START Page text

Hill did not do that.
Instead he took the coaching suggestions that would make him a more effective pitcher and tirelessly worked at it to master the new delivery and continue to deliver the results necessary to stay in the major leagues for a few more seasons (there’s no question it took significant hours of practice and preparation to make the change stick).
When you have coaches that you trust, and they are giving you advice, LISTEN to what they are telling you. They are trying to help you become a better ballplayer and to become a bigger contributor to the ball club.
Even if it is something that may seem uncomfortable to you at first. If you trust that your coach knows the game, give it an honest chance to see what kind of improvement it can make for your game. You may be surprised with the results.
2) Be Willing to Work
Hill’s transformation was one of the most difficult one’s a player can go through. This was not something he was able to roll out of bed and change. He was starting from almost square one, altering his mechanics and arm angle. It required him to get a new feel for controlling his pitches, especially his beloved curveball (it is much harder to get on top of your curveball from a lower arm angle like Hill now had).
That work that Hill put in was above and beyond what most players are willing to do. Many players never make it in the big leagues (or even get to the big leagues for that matter) because they are unwilling to put in the work and make the necessary mechanical adjustments to improve their game.
For me, I learned to change my swing over one summer. Even as a youngster I had noticed that the swings from guys like Ken Griffey Jr. and Barry Bonds did not look like the swing that I was being taught. So finally, the summer after my freshman season, I went to a coach to learn the right swing.
He gave me hours of drills to do as homework over this 7 day crash course, and then after that a drill plan over the rest of the summer to really get the swing ingrained and generate the necessary muscle memory for it to be my natural swing.
While many players my age were home partying and goofing off, I was hitting it hard, mastering this swing. So that when I got my chance, when I finally got healthy…I could do major damage.
3) Be Humble
Despite his background as a starting pitcher and the ability for starters to command a higher salary, Hill was willing to make that personal sacrifice for the team when he could have easily left the organization and likely found a team that would have let him start if he really wanted to.
But instead Hill swallowed his pride and made the move, and helped the Red Sox where they needed him most and made their recommended adjustments to better fit the role of lefty specialist.

END Page text

→ The task: In the text on Hill and baseball coaching, what role did Hill's adjustments help him fit with the Red Sox?

START Dataset excerpt

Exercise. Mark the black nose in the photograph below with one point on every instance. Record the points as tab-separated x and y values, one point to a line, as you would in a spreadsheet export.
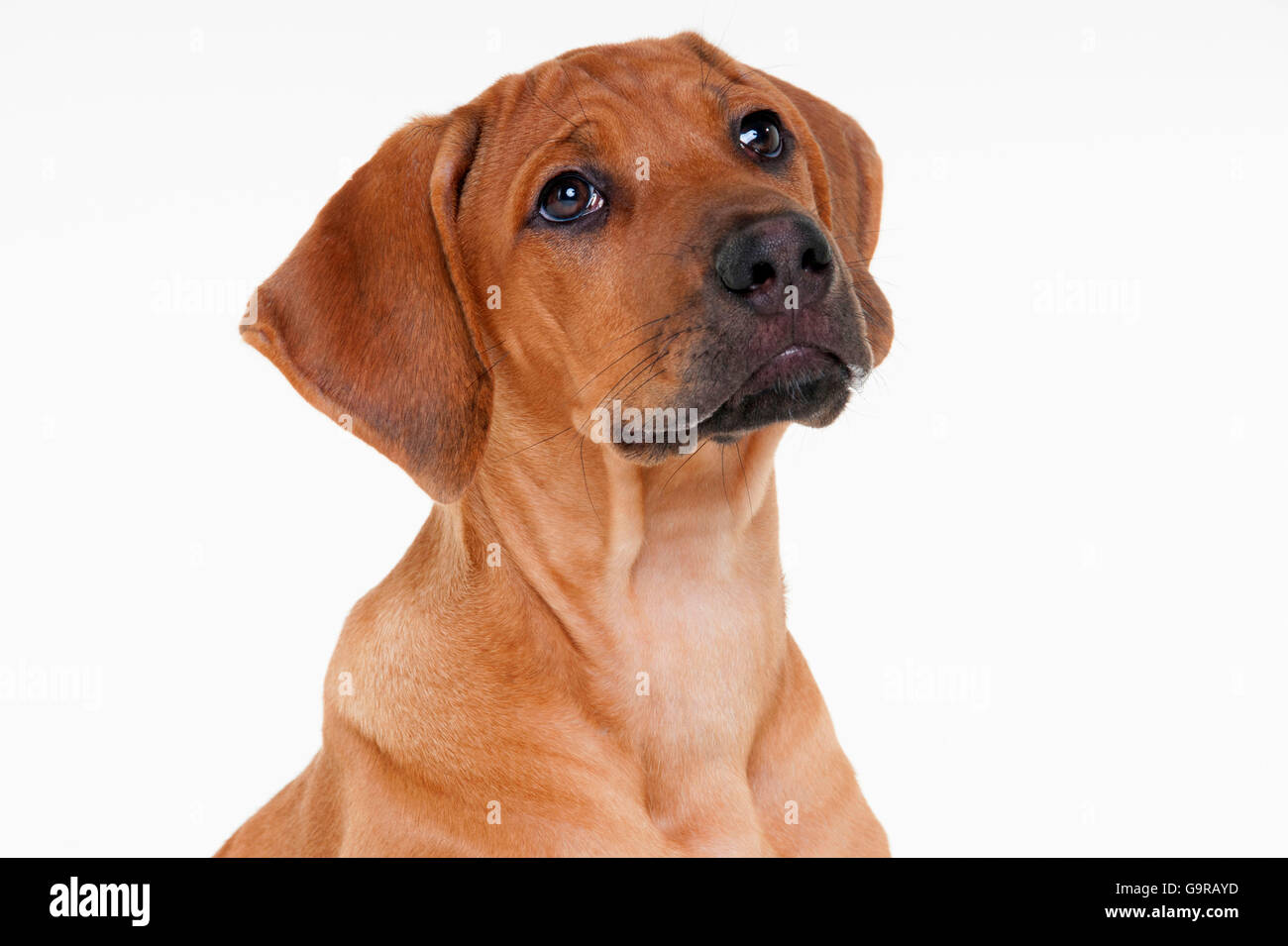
763	259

END Dataset excerpt

→ Exercise output: Lefty specialist.